Re: [gpfsug-discuss] RKM resilience questions testing and best practice

Jan-Frode Myklebust Fri, 18 Aug 2023 06:05:56 -0700

Maybe give a vote for this one: https://ideas.ibm.com/ideas/GPFS-I-652


Encryption - tool to check health status of all configured encryption
> servers
>
> When Encryption is configured on a file system. the key server must be
> available to allow user file access. When the key server fails, data access
> is lost. We need a tools that can be run to check key server health, check
> retrieval of keys, and communication health. This should be independent of
> mmfsd. Inclusion in mmhealth would be ideal.
>

Planned for future release...


  -jf

On Fri, Aug 18, 2023 at 11:11 AM Alec <[email protected]> wrote:

> Hmm.. IBM mentions in 5.1.2 documentation that for performance we could
> just rotate the order of the keys to load balance the keys.. however
> because of server maintenance I would imagine all the nodes end up on the
> same server eventually.
>
> But I think I see a solution.  If I just define 4 additional RKM configs
> and each one with one key server and don't do anything else with it.  I am
> guessing that GPFS is going to monitor and complain about them if they go
> down.  And that is easy to test...

• **Written problem**: Transcribe the part of the RKM resilience thread starting at "Planned for future" and ending at "same server eventually.", word for word.

• **Dataset content**:
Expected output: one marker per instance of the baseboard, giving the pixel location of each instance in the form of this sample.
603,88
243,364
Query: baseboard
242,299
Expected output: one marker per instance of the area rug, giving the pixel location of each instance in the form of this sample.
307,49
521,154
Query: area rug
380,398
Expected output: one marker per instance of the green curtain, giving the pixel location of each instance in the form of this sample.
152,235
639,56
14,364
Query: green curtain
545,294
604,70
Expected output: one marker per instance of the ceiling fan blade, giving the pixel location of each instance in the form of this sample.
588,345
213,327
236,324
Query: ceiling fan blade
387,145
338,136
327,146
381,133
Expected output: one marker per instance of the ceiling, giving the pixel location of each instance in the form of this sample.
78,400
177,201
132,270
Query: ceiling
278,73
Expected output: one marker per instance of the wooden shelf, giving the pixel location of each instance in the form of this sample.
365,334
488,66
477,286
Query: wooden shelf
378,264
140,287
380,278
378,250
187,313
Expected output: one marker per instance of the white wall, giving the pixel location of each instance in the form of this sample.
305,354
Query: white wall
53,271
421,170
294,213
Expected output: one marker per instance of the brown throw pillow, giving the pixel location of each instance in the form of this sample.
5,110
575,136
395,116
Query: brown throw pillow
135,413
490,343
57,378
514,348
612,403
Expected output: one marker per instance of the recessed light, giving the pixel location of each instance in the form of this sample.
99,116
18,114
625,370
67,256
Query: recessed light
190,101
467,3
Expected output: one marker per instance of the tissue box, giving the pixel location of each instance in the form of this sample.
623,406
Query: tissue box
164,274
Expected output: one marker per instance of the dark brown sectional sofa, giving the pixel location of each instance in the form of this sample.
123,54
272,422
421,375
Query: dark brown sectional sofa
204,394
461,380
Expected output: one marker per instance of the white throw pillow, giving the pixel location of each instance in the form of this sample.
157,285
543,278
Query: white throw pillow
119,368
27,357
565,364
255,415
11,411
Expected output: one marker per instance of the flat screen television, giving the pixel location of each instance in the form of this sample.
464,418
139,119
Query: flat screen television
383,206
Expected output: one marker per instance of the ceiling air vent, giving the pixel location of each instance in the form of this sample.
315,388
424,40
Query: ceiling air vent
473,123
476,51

• **In response**:
Planned for future release...


  -jf

On Fri, Aug 18, 2023 at 11:11 AM Alec <[email protected]> wrote:

> Hmm.. IBM mentions in 5.1.2 documentation that for performance we could
> just rotate the order of the keys to load balance the keys.. however
> because of server maintenance I would imagine all the nodes end up on the
> same server eventually.